--- SOURCE MATERIAL ---
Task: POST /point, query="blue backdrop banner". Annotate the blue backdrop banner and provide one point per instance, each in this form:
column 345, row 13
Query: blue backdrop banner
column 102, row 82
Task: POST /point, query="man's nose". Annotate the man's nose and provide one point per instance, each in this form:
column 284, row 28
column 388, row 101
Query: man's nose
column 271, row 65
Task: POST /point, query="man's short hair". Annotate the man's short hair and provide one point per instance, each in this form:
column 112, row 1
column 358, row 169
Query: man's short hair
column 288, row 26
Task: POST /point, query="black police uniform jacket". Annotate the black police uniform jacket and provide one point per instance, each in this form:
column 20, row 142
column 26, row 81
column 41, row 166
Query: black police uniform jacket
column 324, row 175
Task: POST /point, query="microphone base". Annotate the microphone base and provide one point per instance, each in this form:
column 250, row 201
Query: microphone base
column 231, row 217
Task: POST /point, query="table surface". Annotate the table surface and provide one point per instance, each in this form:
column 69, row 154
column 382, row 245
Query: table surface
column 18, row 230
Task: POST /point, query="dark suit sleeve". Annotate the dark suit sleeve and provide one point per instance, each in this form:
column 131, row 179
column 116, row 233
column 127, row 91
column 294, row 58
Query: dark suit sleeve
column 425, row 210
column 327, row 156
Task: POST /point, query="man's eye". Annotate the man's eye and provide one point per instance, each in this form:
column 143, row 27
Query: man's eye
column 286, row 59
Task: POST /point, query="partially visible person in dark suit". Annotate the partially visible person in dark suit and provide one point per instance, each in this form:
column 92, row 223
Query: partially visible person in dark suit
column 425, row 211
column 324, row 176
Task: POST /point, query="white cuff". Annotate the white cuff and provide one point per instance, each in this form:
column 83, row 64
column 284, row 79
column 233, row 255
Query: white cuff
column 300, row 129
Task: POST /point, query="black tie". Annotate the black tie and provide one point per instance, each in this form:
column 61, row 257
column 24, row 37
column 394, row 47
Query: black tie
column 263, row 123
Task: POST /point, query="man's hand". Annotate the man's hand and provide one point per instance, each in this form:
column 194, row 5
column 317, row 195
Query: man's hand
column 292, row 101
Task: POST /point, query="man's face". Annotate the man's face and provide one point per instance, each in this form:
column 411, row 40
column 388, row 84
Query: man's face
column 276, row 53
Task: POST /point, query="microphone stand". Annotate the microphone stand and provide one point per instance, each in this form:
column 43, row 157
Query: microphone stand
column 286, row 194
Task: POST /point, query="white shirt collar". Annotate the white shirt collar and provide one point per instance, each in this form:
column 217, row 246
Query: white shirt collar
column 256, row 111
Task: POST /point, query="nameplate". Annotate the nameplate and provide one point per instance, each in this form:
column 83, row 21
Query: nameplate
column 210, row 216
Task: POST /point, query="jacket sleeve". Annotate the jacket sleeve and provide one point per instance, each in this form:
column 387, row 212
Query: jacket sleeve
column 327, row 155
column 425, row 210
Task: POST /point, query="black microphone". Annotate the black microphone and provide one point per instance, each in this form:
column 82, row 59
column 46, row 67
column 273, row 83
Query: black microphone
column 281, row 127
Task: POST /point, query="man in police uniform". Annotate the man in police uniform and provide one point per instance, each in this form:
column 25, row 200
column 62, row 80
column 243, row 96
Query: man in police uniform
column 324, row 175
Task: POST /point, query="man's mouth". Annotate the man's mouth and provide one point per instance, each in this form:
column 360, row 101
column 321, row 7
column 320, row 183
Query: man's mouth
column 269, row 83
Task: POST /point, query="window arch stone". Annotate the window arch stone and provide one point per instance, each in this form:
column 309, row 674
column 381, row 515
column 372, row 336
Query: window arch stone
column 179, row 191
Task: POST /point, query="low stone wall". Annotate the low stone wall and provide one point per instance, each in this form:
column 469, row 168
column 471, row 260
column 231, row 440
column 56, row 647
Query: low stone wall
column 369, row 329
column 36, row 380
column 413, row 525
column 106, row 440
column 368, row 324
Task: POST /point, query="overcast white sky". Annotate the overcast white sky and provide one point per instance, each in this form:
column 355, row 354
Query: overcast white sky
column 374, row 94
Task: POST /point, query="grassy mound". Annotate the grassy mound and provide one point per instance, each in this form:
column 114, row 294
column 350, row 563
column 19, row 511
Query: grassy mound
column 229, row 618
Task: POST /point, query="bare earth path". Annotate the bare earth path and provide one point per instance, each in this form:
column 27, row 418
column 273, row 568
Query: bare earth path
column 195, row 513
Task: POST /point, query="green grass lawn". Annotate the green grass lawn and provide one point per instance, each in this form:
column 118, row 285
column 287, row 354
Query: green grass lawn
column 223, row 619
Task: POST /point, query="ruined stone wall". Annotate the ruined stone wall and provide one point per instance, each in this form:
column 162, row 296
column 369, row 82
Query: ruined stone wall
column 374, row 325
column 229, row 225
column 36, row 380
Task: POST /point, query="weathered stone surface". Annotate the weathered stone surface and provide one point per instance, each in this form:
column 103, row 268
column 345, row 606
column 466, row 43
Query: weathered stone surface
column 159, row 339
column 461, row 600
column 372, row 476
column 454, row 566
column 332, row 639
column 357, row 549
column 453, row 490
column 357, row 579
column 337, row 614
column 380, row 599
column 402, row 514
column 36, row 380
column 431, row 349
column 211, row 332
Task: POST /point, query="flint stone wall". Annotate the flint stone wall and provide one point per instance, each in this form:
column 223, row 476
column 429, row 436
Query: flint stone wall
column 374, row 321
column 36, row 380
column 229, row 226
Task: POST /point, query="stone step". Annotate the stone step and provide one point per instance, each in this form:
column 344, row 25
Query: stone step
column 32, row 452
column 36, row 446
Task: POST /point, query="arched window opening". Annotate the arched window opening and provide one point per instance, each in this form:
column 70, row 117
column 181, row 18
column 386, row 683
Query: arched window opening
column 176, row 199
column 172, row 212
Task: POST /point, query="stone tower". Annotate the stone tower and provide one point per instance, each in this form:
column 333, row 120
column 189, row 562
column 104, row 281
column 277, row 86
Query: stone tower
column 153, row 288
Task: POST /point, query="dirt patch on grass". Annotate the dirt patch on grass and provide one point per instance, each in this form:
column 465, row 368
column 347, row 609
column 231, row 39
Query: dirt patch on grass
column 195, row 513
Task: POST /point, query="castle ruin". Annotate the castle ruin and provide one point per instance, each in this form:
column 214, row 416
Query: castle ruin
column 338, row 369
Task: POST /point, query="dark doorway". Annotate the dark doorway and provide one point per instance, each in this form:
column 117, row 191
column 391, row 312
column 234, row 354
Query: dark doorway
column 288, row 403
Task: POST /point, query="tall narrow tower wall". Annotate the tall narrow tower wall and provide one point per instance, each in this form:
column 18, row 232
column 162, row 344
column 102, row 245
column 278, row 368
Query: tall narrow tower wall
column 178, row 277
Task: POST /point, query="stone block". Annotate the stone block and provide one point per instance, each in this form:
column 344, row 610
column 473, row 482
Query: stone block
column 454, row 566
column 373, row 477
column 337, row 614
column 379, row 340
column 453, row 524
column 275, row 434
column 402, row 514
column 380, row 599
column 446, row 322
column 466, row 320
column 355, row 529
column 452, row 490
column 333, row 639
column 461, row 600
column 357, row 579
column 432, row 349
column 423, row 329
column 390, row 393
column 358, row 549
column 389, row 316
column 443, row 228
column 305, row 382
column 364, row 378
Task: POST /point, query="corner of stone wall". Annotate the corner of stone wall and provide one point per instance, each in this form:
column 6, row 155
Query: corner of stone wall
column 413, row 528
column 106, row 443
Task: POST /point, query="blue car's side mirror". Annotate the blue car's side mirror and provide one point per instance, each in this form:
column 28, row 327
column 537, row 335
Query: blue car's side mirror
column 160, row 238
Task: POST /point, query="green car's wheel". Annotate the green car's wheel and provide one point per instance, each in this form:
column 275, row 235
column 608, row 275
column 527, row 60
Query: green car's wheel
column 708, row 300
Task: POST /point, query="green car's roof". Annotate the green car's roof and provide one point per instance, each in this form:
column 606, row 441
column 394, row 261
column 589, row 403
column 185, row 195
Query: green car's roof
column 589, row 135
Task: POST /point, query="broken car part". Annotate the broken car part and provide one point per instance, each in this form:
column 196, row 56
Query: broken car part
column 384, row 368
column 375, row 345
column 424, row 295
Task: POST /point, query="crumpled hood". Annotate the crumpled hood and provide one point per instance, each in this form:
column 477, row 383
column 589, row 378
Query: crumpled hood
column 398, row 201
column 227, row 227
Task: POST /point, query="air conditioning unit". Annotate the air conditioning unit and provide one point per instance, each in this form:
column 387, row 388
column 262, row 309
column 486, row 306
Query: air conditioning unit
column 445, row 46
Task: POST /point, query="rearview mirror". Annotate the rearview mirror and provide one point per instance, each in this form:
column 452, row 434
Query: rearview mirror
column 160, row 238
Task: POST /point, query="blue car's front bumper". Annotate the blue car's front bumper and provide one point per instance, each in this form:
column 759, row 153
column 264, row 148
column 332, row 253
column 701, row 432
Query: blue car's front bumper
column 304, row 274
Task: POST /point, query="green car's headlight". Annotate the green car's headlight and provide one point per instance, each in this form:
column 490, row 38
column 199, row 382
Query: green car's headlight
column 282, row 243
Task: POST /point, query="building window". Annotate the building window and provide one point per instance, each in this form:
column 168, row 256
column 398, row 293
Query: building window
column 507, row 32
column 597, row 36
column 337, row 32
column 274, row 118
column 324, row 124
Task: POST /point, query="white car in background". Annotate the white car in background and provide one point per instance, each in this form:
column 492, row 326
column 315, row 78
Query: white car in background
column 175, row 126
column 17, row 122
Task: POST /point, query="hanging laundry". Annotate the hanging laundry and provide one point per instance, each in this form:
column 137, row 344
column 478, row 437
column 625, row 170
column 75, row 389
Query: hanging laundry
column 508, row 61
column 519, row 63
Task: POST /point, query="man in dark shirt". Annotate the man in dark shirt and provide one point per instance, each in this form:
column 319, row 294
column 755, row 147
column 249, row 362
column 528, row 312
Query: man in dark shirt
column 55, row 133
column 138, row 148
---
◆ WHAT TO WORK ON:
Write out word for word the lines starting with the line that contains "dark shirt and" and going on through the last line above, with both of those lines included.

◆ RESULT OF THIS EXERCISE:
Task: POST /point, query="man in dark shirt". Annotate the man in dark shirt and provide one point per instance, each in this form:
column 319, row 294
column 755, row 147
column 249, row 362
column 528, row 312
Query: man in dark shirt
column 55, row 133
column 138, row 148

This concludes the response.